Uit te voeren ::
1: Hoe luidt de zin "Psychodynamische theorieën hebben daarom ook hun nut in de algemene psychiatrie." uit het tekstfragment over overdracht in het Engels?
2: Hoeveel categorieën interventies onderscheidt Gabbard (1994) volgens het tekstfragment over overdracht op het expressief–supportief continuüm?
3: Herhaal woordelijk het deel van het tekstfragment over overdracht tussen "Tijdens een psychodynamische" en "patiënt (Killingmo, 1989).", beide inbegrepen.

Tekstfragment ::
※ ※ ※

Tijdens een psychodynamische behandeling blijken veel patiënten te oscilleren tussen twee overdrachtsvormen. Enerzijds is er overdracht waarin de patiënt de strijd aangaat met de therapeut. Hierin worden intrapsychische conflicten weerspiegeld (conflict–transference). Anderzijds is er overdracht die een meer anaclytisch karakter heeft, veroorzaakt door defecten in de psychologische ontwikkeling (deficit–transference). Deze wisselende overdrachtsvormen binnen een behandeling vragen om een techniek die flexibel inspeelt op de wisselende behoeften van de patiënt (Killingmo, 1989).
Gabbard (1994) onderscheidt een expressief–supportief continuüm met daarop zeven categorieën interventies: interpretatie, confrontatie, verduidelijking, aanmoediging, waardering, advisering en bekrachtiging. Al naar gelang de behoeften van de patiënt van dat moment moet de therapeut daaruit een keus maken. Een juiste keus tussen inzicht en steun is overigens niet alleen essentieel in een psychodynamische psychotherapie, maar binnen elke werkrelatie met een patiënt. Psychodynamische theorieën hebben daarom ook hun nut in de algemene psychiatrie. Aan Gabbard (1994) ontleen ik twee voorbeelden.

※ ※ ※

Gegevens voor het lokaliseren van objecten in natuurlijke taal ::
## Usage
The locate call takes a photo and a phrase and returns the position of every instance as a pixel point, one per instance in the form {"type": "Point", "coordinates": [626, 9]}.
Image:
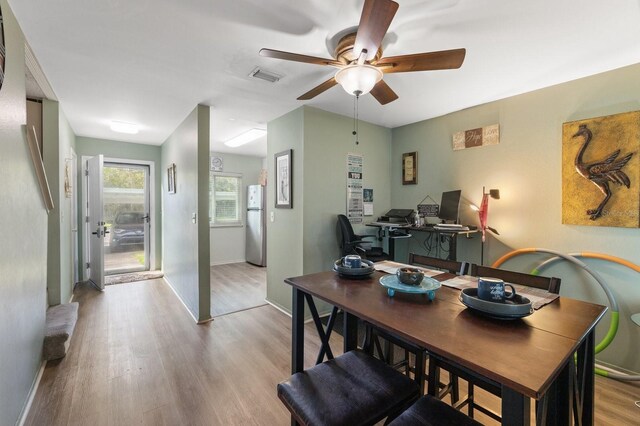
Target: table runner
{"type": "Point", "coordinates": [538, 297]}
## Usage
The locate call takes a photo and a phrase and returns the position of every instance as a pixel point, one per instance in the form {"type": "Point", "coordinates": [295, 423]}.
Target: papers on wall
{"type": "Point", "coordinates": [368, 201]}
{"type": "Point", "coordinates": [355, 207]}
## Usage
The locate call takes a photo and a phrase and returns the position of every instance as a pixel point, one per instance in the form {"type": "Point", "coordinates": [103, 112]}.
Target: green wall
{"type": "Point", "coordinates": [23, 252]}
{"type": "Point", "coordinates": [185, 245]}
{"type": "Point", "coordinates": [58, 141]}
{"type": "Point", "coordinates": [284, 234]}
{"type": "Point", "coordinates": [303, 240]}
{"type": "Point", "coordinates": [526, 167]}
{"type": "Point", "coordinates": [90, 147]}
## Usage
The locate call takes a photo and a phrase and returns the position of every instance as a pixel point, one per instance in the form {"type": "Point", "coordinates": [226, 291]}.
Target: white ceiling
{"type": "Point", "coordinates": [151, 61]}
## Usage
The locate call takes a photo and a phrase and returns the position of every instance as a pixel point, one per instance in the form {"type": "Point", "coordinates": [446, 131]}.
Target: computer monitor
{"type": "Point", "coordinates": [449, 206]}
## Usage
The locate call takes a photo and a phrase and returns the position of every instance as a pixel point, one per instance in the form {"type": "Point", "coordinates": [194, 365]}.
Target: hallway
{"type": "Point", "coordinates": [236, 287]}
{"type": "Point", "coordinates": [137, 357]}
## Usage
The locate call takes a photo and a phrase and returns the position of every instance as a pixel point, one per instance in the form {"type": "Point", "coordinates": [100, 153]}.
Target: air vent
{"type": "Point", "coordinates": [269, 76]}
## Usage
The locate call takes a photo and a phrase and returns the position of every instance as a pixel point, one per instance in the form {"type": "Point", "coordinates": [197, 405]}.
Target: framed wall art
{"type": "Point", "coordinates": [410, 168]}
{"type": "Point", "coordinates": [284, 182]}
{"type": "Point", "coordinates": [601, 171]}
{"type": "Point", "coordinates": [171, 179]}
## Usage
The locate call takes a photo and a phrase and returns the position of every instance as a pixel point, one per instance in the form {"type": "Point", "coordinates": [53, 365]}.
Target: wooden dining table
{"type": "Point", "coordinates": [547, 357]}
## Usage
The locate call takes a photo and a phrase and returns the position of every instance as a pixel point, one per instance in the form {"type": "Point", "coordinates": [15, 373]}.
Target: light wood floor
{"type": "Point", "coordinates": [137, 357]}
{"type": "Point", "coordinates": [237, 286]}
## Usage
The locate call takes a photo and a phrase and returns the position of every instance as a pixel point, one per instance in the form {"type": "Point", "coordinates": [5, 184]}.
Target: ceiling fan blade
{"type": "Point", "coordinates": [288, 56]}
{"type": "Point", "coordinates": [442, 60]}
{"type": "Point", "coordinates": [374, 23]}
{"type": "Point", "coordinates": [383, 93]}
{"type": "Point", "coordinates": [318, 89]}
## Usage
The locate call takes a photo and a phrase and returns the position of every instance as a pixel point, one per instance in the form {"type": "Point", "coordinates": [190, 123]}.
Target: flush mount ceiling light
{"type": "Point", "coordinates": [123, 127]}
{"type": "Point", "coordinates": [358, 79]}
{"type": "Point", "coordinates": [246, 137]}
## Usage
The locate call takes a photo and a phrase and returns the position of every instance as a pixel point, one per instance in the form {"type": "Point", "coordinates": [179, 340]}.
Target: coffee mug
{"type": "Point", "coordinates": [492, 290]}
{"type": "Point", "coordinates": [410, 276]}
{"type": "Point", "coordinates": [352, 261]}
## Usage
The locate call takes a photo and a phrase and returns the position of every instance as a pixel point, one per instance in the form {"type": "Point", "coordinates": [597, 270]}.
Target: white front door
{"type": "Point", "coordinates": [95, 221]}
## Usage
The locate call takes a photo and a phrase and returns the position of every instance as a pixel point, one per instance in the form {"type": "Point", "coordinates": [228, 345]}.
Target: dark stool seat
{"type": "Point", "coordinates": [351, 389]}
{"type": "Point", "coordinates": [431, 411]}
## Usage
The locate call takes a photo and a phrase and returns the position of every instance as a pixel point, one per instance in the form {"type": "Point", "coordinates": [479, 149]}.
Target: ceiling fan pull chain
{"type": "Point", "coordinates": [355, 119]}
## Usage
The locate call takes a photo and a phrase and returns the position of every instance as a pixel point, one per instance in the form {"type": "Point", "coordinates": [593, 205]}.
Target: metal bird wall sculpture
{"type": "Point", "coordinates": [601, 173]}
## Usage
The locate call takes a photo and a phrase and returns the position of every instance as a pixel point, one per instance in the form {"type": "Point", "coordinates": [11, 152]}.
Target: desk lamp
{"type": "Point", "coordinates": [483, 214]}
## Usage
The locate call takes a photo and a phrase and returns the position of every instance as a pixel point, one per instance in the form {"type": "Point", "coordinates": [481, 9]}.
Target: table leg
{"type": "Point", "coordinates": [516, 408]}
{"type": "Point", "coordinates": [555, 406]}
{"type": "Point", "coordinates": [453, 247]}
{"type": "Point", "coordinates": [585, 381]}
{"type": "Point", "coordinates": [350, 332]}
{"type": "Point", "coordinates": [297, 332]}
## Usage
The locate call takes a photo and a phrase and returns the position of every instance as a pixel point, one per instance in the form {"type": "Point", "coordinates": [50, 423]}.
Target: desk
{"type": "Point", "coordinates": [528, 358]}
{"type": "Point", "coordinates": [391, 231]}
{"type": "Point", "coordinates": [452, 235]}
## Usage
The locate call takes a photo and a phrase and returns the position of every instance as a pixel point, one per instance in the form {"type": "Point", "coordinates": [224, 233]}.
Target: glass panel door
{"type": "Point", "coordinates": [126, 213]}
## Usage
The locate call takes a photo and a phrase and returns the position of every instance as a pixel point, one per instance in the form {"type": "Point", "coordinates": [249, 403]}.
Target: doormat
{"type": "Point", "coordinates": [131, 277]}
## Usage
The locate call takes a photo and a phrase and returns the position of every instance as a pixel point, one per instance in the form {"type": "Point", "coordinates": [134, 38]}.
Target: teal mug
{"type": "Point", "coordinates": [493, 290]}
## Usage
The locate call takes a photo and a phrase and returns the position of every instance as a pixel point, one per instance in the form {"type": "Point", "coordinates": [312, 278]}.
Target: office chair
{"type": "Point", "coordinates": [350, 243]}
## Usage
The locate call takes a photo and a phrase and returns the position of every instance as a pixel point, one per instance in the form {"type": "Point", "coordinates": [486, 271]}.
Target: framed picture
{"type": "Point", "coordinates": [171, 179]}
{"type": "Point", "coordinates": [410, 168]}
{"type": "Point", "coordinates": [284, 183]}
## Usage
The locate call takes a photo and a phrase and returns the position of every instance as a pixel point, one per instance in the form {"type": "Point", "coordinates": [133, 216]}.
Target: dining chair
{"type": "Point", "coordinates": [387, 353]}
{"type": "Point", "coordinates": [351, 389]}
{"type": "Point", "coordinates": [550, 284]}
{"type": "Point", "coordinates": [430, 411]}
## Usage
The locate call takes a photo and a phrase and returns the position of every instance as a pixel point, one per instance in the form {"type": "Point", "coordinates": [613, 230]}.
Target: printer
{"type": "Point", "coordinates": [399, 216]}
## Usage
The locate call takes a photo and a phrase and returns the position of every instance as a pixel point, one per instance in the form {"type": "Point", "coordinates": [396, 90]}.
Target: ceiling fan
{"type": "Point", "coordinates": [358, 57]}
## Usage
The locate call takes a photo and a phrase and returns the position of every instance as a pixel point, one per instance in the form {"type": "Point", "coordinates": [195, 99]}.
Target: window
{"type": "Point", "coordinates": [225, 199]}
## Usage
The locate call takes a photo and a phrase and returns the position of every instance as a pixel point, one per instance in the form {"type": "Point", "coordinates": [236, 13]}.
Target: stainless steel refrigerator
{"type": "Point", "coordinates": [256, 229]}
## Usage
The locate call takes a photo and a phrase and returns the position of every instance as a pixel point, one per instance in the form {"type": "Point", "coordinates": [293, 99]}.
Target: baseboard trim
{"type": "Point", "coordinates": [32, 393]}
{"type": "Point", "coordinates": [278, 307]}
{"type": "Point", "coordinates": [227, 262]}
{"type": "Point", "coordinates": [180, 298]}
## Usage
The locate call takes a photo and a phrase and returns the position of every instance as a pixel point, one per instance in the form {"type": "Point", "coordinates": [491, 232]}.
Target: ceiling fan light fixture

※ ※ ※

Antwoorden hieronder ::
1: Psychodynamic theories are therefore also useful in general psychiatry.

2: Zeven categorieën.

3:
Tijdens een psychodynamische behandeling blijken veel patiënten te oscilleren tussen twee overdrachtsvormen. Enerzijds is er overdracht waarin de patiënt de strijd aangaat met de therapeut. Hierin worden intrapsychische conflicten weerspiegeld (conflict–transference). Anderzijds is er overdracht die een meer anaclytisch karakter heeft, veroorzaakt door defecten in de psychologische ontwikkeling (deficit–transference). Deze wisselende overdrachtsvormen binnen een behandeling vragen om een techniek die flexibel inspeelt op de wisselende behoeften van de patiënt (Killingmo, 1989).